Acute care hospitals reduced Clostridium difficile infections by 12%, central line-associated bloodstream infections by 9%, and catheter-associated urinary tract infections by 8% between 2017 and 2018, according to the 2018 National and State Healthcare-Associated Infections (HAI) Progress Report issued today by the US Centers for Disease Control and Prevention (CDC). The report updates 2015 benchmark data, and shows that there has been “significant progress” made across the board.

Still, much more needs to be done the CDC notes, adding that about 1 in 31 US patients get at least 1 infection associated with hospital care every day. About 35,000 Americans die of antibiotic-resistant infections each year, or 1 every 15 minutes.

The “report demonstrates notable progress, yet the threat is still real,” CDC Director Robert Redfield, MD, said at today’s press briefing. 

The CDC used data collected by the agency’s National Healthcare Safety Network (NHSN) that is fed from more than 22,000 hospitals. Investigators also found that methicillin-resistant Staphylococcus aureus (MRSA) bloodstream infections decreased by 6%, infections after abdominal hysterectomy by 5%, infection after colon surgery by 7%, and ventilator-associated events by 20%.

_Set of tasks_
**a)** According to the excerpt on hospital infection rates, by what percentage did ventilator-associated events decrease?
**b)** Rewrite the portion of the excerpt on hospital infection rates between "The CDC used" and "events by 20%.", inclusive, putting "Researchers" in place of "Investigators".
**c)** Extend the excerpt on hospital infection rates, picking up after its final sentence.

_Record excerpts_
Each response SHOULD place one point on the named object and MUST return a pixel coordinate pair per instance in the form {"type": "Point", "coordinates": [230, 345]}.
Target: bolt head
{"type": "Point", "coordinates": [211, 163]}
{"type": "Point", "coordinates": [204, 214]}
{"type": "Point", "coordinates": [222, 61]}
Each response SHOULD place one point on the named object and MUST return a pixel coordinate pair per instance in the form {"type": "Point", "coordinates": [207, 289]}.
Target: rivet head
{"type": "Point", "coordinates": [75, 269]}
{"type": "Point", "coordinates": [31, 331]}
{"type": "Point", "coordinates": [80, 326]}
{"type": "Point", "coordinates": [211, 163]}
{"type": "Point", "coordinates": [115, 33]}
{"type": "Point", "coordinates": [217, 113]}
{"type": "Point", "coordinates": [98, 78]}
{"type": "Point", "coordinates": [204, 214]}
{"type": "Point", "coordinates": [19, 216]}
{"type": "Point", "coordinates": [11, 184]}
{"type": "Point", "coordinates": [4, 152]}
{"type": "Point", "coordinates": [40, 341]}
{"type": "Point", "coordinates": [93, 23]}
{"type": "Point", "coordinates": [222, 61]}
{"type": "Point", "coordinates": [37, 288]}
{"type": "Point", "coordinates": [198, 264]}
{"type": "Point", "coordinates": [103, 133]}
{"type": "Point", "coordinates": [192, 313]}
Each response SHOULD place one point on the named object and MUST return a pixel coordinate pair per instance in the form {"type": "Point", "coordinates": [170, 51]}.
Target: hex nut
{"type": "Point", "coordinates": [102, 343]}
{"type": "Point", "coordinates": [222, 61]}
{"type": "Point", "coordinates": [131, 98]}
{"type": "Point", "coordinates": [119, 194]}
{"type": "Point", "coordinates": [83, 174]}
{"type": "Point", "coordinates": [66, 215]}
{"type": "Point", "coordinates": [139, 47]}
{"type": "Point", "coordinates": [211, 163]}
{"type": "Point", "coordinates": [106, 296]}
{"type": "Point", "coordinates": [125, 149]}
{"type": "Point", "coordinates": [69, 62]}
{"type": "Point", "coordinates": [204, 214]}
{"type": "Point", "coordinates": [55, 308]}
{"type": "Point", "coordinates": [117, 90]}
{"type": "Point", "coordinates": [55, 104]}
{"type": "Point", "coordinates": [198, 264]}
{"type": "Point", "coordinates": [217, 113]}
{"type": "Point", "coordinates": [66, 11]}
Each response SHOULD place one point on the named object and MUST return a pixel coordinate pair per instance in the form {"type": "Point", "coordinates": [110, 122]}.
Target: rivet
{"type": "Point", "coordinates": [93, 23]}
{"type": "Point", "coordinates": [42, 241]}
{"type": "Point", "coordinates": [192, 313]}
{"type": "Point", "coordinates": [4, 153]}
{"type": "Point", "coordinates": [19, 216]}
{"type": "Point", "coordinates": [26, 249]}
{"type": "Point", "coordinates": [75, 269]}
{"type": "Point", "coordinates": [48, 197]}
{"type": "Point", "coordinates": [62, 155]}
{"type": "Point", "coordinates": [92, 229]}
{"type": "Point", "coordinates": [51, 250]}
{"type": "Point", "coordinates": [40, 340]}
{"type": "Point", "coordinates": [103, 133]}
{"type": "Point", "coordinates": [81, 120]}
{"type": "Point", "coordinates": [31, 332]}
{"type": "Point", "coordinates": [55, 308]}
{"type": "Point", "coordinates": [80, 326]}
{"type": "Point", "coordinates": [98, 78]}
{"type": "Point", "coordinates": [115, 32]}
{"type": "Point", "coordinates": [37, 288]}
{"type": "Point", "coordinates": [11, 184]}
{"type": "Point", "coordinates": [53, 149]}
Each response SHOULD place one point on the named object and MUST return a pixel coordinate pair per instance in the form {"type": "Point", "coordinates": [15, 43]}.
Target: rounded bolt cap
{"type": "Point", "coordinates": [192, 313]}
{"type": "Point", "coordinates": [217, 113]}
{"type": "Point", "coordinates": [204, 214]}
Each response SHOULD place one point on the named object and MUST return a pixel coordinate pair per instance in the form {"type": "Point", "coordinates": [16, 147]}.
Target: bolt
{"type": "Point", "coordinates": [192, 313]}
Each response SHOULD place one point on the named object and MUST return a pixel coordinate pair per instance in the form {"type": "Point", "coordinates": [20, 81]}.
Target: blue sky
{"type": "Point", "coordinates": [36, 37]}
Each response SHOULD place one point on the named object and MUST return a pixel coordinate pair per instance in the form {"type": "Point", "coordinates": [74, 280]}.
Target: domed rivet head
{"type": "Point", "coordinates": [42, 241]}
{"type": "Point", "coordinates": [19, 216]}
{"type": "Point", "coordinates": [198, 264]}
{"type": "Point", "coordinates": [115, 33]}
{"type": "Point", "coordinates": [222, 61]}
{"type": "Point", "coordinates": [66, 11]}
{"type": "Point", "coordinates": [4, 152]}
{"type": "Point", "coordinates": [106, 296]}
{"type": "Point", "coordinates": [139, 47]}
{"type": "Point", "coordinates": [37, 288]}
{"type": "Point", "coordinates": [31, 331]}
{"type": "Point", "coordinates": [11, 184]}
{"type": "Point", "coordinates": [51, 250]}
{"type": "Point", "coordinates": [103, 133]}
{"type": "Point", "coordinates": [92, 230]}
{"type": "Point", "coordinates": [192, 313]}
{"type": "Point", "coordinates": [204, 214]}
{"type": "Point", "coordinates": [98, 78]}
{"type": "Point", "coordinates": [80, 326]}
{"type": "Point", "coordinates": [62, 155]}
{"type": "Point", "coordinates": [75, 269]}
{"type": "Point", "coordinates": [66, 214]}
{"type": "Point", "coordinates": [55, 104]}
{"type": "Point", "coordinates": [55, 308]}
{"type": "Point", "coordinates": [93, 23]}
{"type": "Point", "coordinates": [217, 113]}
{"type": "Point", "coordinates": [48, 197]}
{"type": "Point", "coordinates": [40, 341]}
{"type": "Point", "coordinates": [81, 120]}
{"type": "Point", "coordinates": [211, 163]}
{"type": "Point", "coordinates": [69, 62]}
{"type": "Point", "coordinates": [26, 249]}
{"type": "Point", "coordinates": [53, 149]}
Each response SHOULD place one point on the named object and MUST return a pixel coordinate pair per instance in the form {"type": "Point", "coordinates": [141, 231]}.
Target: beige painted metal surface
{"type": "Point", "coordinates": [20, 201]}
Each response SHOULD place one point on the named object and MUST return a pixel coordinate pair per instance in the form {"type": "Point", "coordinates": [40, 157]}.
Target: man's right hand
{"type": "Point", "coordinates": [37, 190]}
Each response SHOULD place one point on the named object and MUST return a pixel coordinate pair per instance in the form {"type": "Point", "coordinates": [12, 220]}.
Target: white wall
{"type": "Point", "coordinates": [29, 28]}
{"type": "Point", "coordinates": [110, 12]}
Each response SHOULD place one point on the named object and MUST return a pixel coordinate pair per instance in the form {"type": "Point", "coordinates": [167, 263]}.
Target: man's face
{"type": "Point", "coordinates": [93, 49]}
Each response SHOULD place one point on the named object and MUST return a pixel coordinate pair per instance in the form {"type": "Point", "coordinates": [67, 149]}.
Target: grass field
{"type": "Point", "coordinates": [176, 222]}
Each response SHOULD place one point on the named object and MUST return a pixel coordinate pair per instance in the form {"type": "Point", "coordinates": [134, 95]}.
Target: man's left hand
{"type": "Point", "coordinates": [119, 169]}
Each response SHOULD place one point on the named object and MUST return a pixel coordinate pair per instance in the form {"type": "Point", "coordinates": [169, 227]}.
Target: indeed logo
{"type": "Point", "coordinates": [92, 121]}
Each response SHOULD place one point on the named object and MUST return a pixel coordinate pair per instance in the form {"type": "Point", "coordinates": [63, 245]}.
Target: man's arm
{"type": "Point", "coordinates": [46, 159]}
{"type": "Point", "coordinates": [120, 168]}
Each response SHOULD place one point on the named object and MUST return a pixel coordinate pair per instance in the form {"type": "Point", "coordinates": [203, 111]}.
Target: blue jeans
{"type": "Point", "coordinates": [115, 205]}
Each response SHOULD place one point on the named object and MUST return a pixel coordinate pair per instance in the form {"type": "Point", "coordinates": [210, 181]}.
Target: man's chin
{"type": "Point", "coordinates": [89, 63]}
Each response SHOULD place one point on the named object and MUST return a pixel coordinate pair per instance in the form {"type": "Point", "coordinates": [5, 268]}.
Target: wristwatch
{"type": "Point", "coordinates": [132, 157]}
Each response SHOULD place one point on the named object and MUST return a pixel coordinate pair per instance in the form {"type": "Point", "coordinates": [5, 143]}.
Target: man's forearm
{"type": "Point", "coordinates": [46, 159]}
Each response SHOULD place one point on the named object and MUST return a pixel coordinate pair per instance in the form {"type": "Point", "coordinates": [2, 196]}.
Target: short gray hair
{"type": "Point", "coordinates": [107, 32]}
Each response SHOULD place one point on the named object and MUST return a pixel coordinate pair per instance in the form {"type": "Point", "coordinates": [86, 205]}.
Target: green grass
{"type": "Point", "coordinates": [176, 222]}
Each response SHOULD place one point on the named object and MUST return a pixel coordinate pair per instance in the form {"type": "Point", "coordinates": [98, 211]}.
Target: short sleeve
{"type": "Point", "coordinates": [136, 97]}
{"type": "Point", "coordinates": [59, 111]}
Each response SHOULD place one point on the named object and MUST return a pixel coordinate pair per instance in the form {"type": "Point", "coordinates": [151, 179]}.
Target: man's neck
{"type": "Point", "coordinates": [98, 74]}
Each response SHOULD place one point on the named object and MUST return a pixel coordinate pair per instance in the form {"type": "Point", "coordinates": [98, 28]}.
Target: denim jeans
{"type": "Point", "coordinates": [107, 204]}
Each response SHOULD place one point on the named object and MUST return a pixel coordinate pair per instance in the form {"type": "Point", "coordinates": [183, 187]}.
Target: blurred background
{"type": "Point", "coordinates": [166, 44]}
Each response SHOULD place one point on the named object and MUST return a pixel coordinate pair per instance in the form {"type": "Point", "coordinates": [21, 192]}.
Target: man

_Answers below_
**a)** By 20%.

**b)**
The CDC used data collected by the agency’s National Healthcare Safety Network (NHSN) that is fed from more than 22,000 hospitals. Researchers also found that methicillin-resistant Staphylococcus aureus (MRSA) bloodstream infections decreased by 6%, infections after abdominal hysterectomy by 5%, infection after colon surgery by 7%, and ventilator-associated events by 20%.

**c)**
Investigators used the standardized infection ratio (SIR) to measure HAIs by dividing the number of observed infections by the number of predicted infections. 

“For example, if 1 hospital only had 5 infections within the course of a year, and yet had 10 HAIs predicted, its SIR would then be .50,” the CDC explains (the prediction is based upon where the hospital is located.) “For this reason, healthcare facilities aim for their SIRs to be as far below 1 as possible.” 

For instance, this was how the 12% reduction in C. difficile was calculated, according to the CDC: “Among the 3,205 [acute-care hospitals] in the United States with enough data to calculate an SIR, 12% had an SIR significantly higher (worse) than 0.71, the value of the national SIR.”

There was a “significant” reduction in C. difficile, with 3,669 hospitals reporting 69,648C. difficile infections in 2018, representing a 29% decrease from 2015. 

Some states still struggle with the problem. 

The 10 states showing the highest (or poor) scores are: Nebraska (0.83), Illinois (0.83), West Virginia (0.84), Colorado (0.88), New Hampshire (0.89), Alaska (0.89), Rhode Island (0.93), New Mexico (0.95), Wyoming (0.90) and North Dakota (0.96). 

The 10 states showing the lowest (or good) scores are: Hawaii (0.53), Montana (0.54), Alabama (0.56), Florida (0.60), Virginia (0.62), Oklahoma (0.63), South Dakota (0.64), Texas (0.64), Maine (0.65), and Kentucky (0.65).

The report categorizes threats as urgent, serious, or concerning.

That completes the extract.